++++ ENTRIES SHOWN
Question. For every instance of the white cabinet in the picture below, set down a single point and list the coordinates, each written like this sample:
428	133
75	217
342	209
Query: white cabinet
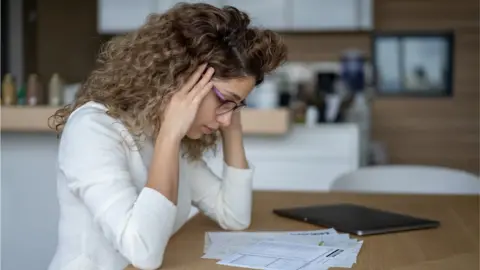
307	159
118	16
272	14
331	15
++++++++
:: TO DO ::
This exercise calls for a verbatim output of the entries, pictures omitted.

:: RESPONSE TO THIS EXERCISE ::
Question. For every instance of the white cabinet in the picture below, set down a single point and list the coordinates, each written like this sample:
428	133
75	217
342	209
Query: white cabinet
307	159
118	16
272	14
331	15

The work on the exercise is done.